Object pointing dataset rows
## Begin

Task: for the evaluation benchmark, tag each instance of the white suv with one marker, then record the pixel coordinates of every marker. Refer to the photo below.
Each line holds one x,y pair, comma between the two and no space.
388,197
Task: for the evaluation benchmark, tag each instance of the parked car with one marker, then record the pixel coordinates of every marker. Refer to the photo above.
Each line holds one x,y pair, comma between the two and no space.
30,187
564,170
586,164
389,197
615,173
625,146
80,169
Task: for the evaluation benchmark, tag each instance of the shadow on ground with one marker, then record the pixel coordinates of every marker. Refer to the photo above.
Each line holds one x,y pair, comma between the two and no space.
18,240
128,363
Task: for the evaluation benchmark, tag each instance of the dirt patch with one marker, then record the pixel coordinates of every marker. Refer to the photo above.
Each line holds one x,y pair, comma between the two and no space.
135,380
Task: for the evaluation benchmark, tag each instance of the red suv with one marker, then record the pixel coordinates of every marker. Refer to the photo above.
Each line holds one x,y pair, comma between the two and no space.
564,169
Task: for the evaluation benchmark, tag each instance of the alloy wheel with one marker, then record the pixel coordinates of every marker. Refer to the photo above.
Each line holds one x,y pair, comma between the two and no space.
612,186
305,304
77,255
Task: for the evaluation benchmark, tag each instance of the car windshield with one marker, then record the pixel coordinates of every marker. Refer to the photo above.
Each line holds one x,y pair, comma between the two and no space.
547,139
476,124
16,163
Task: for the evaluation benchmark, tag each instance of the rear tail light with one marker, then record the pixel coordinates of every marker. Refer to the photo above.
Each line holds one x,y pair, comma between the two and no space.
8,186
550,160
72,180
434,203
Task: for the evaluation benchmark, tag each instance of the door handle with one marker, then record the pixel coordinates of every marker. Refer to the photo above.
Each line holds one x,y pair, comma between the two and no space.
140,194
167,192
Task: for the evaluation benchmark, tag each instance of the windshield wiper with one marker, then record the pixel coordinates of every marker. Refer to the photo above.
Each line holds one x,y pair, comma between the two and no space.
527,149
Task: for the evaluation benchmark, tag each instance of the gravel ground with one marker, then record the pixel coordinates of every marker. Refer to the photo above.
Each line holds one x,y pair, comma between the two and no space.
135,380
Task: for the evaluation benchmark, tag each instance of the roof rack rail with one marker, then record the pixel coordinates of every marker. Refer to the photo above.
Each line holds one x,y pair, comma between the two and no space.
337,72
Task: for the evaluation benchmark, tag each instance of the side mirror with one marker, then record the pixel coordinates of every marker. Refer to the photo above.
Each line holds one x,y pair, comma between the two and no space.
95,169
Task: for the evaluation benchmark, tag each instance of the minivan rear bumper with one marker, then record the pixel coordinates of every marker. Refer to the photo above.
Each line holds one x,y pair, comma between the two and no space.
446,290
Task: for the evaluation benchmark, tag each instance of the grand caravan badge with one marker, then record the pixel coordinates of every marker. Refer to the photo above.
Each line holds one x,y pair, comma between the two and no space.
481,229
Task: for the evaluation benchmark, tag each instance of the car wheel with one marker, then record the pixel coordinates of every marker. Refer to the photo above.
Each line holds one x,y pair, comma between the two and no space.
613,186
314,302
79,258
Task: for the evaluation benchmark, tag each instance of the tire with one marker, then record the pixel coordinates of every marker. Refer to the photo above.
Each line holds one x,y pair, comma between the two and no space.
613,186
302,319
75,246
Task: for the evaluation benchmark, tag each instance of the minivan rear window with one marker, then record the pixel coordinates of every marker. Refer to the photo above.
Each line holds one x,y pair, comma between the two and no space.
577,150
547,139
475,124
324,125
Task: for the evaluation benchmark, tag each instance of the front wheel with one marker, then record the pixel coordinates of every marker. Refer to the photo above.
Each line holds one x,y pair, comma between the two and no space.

## End

**Written instruction**
Extract the full set of entries word for word.

**The completed task**
Task: for the evaluation benchmark, tag each instance of the white suv with one marker, then record the pixel coordinates of every marker. Refer to the photo below.
Each line holds one x,y pair, comma between the two and no space.
388,197
Task: for the evaluation benchmark, tag each instance of the parked car with one marker, then record the pixel coordinates of every marker. Refer to the photo above.
Each line holds one x,y pair, comma between the two and no space.
30,187
564,170
586,164
389,197
615,173
625,146
80,169
Task: for the evaluation benchmark, tag each instance of the shadow on ground with one marker, then record the pixel coordinates of every marker. Refer to the photo above.
Each line holds one x,y pair, comma between the two and no space.
18,240
128,363
Task: for the evaluation benchmark, tag each instance of the dirt patch with one marker, then record the pixel coordinates of every marker. Refer to the photo above.
Each line holds one x,y pair, comma between the two and no space.
135,380
Task: for the evaluation benchmark, tag each instance of the red suv with one marker, then record the pixel coordinates of every marker. Refer to the photo above.
Each line holds one x,y pair, comma between the two and no space.
564,169
Task: for the evaluation benchmark, tag each instance of the alloy wheel with one marker, then record the pixel coordinates of every marker. Refer to the photo above.
Each line holds one x,y pair, comma between the two and no space.
612,186
305,304
77,255
Task: for the evaluation benchmark, tag each instance of the car windshield with one marker, then record the pixel coordinates of every marker. Refer to the photo above.
Each line holds one x,y pair, comma between the two and no space.
547,139
476,124
16,163
Task: for the evaluation benchmark, tag each instance of the rear tail light with one marker, then record the pixel coordinates of every marker. Refer to the photo above.
Each line holds one x,y pair, comma between the two and no space.
8,186
550,160
72,180
434,203
Task: for the evaluation benchmark, tag each instance of the door handle with one marker, then record the pixel coordinates of every marker. Refer to the photo above.
Each line holds one x,y pair, comma between the two and no space.
140,194
167,192
Task: for the evaluation benchmark, tag each instance of the windshield wiper with one marker, then record the pixel coordinates of every marker. Refer to the photo above.
Each line holds one x,y pair, comma between the two and no space.
527,149
Task: for the evaluation benchmark, tag each instance of the gravel ground with one marker, then record the pixel coordinates of every marker. Refer to the photo above.
Each line holds one x,y pair, comma between the two and no space.
135,380
Task: for the evaluation benchmark, tag each instance of the roof rack rail with one marker, then record the pixel coordinates of every marker. Refer to the photo above.
Each line holds one x,y pair, comma between the two and no space.
337,72
Task: for the evaluation benchmark, tag each instance of the side mirror with one marker, then record the pixel coordinates of every marker. Refer to the photo above.
Each line holds one x,y pair, comma between the two and no space.
95,169
Task: for the evaluation benchmark, tag each instance of the minivan rear bumper with one marker, then record the pixel coordinates of every marker. Refer to the photo above.
Each line holds one x,y pair, comma between the two and no space.
446,290
Task: for the evaluation benchmark, tag each instance of the grand caravan badge with one marker, then record the pixel coordinates of every marker. Refer to the photo above.
Each line holds one x,y pair, comma between the two and no space.
481,229
Task: for the evaluation benchmark, tag each instance of the car wheel with one marker, then record the pixel coordinates of every marker. Refer to the photo above.
Each line holds one x,y pair, comma between the two and no space.
613,186
314,302
79,258
Task: for the evaluation benchmark, tag each instance of the tire with one marker, then record the pixel coordinates of every marker. Refer to the photo above.
Each line holds one x,y pair, comma between the two and no space.
613,186
302,319
75,246
Task: for the evaluation benchmark, tag each instance of the minivan rear window with one marker, then record the pixel coordinates of every marker. Refer to the photo above.
Each line holds one x,y pair, comma between the two and no space.
577,150
547,139
475,124
324,125
Task: for the evaluation benchmark, tag each instance of the front wheel with one marker, then record the pixel coordinates of every marker. Refer to the photo above.
Each line holds one x,y pair, comma between the two and no space.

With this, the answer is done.